# Square hole drill



## hamishb (Oct 23, 2008)

This us an interesting video, clever orientals.
www.youtube.com/watch?v=ALiqAXiTQBg
Hamish


----------



## Derek Roger (Feb 19, 2005)

Good Grief what next ? A lathe for turning square pegs no doubt .


----------



## uisdean mor (Sep 4, 2008)

Ah Hamish 
what you might describe as a rotary shaping machine. Clever - would like to see the tolerances on the machine after some heavy steel work and not just the aluminium milling.
Rgds 
Uisdean


----------



## Pat Kennedy (Apr 14, 2007)

Its not a new concept, its called the Harry Watt drill bit and was patented by the said Harry Watt in 1914.
My Uncle Jack who was a model boat builder, had one in the 1950s and I remember watching him use it to drill the opening for the engine room skylight on a model of a Cunard ship he was constructing in his garage.
Its based on a shape called a Reuleux triangle which is similar to the Wankel rotary engine shape.
There is a good explanatory animation at this link;
http://mathworld.wolfram.com/ReuleauxTriangle.html

Regards, 
Pat


----------



## Jocko (Oct 31, 2011)

Your correct Pat, I remember this being done on the Milling machines when I served my apprenticeship in the mid 1950s. Don`t give the Chinese all the credit, our Victorian engineers were brilliant.


----------



## Shipbuilder (Jun 30, 2005)

They drilled square holes in wooden railway sleepers in the days when they used wooden ones. It was fairly simple. A round drill went through the sleeper first, closely followed by a fixed square cutter that just cut the corners! I would be very interested to hear if there is a method of drilling small oval holes in thin metal sheet. Bit laborious drilling a round one and then filing it oval!
Bob


----------

**Required work**
1/ Translate this sentence from the square hole drill thread into Spanish: "They drilled square holes in wooden railway sleepers in the days when they used wooden ones."
2/ Output everything in the square hole drill thread from "My Uncle Jack" down to "in his garage.".
The lines have no part in this work.

**Supplied material**
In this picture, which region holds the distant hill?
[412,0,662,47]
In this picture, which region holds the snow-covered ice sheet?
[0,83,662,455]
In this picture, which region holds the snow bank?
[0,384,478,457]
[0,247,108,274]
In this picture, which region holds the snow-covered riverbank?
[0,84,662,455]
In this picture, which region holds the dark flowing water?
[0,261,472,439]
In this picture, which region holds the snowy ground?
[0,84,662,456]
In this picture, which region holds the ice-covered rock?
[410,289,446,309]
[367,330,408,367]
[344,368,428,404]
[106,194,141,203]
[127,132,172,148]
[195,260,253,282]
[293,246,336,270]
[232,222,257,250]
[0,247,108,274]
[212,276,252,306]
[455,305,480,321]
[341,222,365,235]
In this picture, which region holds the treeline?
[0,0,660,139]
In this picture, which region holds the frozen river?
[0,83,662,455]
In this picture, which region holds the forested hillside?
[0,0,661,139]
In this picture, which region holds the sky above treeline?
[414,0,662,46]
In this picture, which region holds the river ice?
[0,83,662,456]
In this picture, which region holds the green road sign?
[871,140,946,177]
...
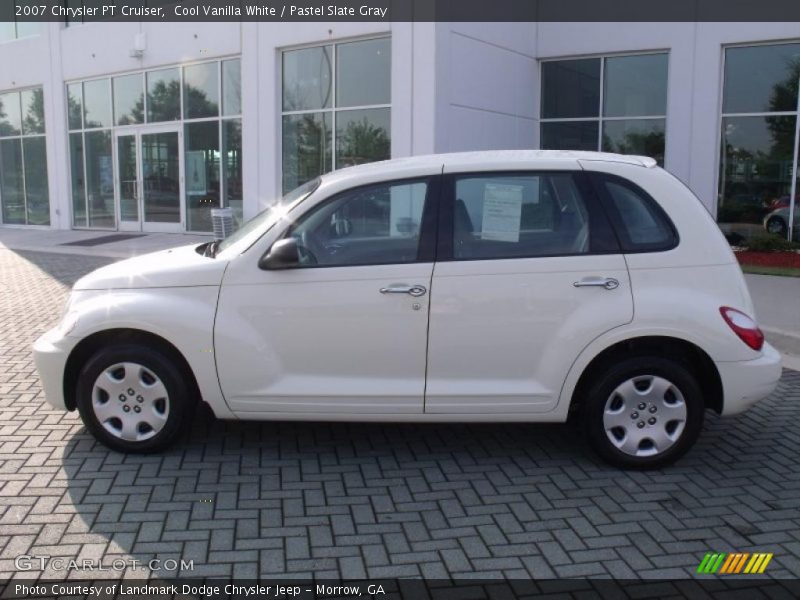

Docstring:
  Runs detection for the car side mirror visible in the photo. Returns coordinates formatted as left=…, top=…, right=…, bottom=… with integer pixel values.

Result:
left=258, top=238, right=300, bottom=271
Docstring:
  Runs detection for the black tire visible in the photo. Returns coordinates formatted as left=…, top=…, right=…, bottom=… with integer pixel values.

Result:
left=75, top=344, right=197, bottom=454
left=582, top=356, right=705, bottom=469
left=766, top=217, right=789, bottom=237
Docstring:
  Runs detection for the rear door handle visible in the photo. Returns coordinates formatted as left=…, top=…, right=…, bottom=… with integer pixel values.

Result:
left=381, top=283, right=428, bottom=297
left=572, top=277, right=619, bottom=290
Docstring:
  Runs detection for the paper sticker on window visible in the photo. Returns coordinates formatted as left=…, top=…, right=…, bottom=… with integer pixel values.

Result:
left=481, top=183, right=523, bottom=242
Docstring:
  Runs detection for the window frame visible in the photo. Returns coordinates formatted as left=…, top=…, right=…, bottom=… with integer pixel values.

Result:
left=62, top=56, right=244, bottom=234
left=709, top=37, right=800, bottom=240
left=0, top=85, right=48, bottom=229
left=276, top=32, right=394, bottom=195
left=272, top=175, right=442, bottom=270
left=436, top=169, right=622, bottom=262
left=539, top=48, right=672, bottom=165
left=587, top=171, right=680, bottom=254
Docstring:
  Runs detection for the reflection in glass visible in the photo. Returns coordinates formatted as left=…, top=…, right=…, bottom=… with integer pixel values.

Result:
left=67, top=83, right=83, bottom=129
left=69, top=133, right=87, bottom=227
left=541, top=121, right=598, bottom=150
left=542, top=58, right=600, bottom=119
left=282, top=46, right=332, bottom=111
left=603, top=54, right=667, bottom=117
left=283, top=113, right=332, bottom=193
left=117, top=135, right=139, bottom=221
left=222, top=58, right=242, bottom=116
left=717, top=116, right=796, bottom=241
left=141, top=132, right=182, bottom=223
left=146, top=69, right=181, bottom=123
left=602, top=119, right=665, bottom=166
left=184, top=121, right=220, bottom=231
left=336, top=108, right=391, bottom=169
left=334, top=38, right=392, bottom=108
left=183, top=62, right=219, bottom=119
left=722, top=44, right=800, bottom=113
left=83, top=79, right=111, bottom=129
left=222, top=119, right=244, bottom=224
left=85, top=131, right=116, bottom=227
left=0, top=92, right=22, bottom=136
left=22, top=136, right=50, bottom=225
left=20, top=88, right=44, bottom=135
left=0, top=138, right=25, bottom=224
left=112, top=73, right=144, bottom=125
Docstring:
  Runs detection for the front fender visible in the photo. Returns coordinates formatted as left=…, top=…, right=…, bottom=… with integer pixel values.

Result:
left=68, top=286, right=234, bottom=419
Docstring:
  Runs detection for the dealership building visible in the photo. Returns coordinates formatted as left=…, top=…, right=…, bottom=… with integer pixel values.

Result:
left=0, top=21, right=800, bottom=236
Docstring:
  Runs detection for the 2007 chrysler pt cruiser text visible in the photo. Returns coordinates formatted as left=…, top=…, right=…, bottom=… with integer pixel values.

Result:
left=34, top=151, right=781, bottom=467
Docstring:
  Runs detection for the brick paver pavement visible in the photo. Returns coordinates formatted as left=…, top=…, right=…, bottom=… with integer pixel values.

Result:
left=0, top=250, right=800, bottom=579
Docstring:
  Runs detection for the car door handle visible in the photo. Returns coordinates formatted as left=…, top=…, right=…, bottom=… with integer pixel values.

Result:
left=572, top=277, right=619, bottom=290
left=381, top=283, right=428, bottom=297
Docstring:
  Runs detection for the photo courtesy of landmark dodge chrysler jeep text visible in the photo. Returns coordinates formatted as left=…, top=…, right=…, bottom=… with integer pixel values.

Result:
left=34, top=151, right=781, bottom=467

**Outputs**
1/ Perforaban agujeros cuadrados en las traviesas de madera del ferrocarril en los tiempos en que se usaban de madera.

2/
My Uncle Jack who was a model boat builder, had one in the 1950s and I remember watching him use it to drill the opening for the engine room skylight on a model of a Cunard ship he was constructing in his garage.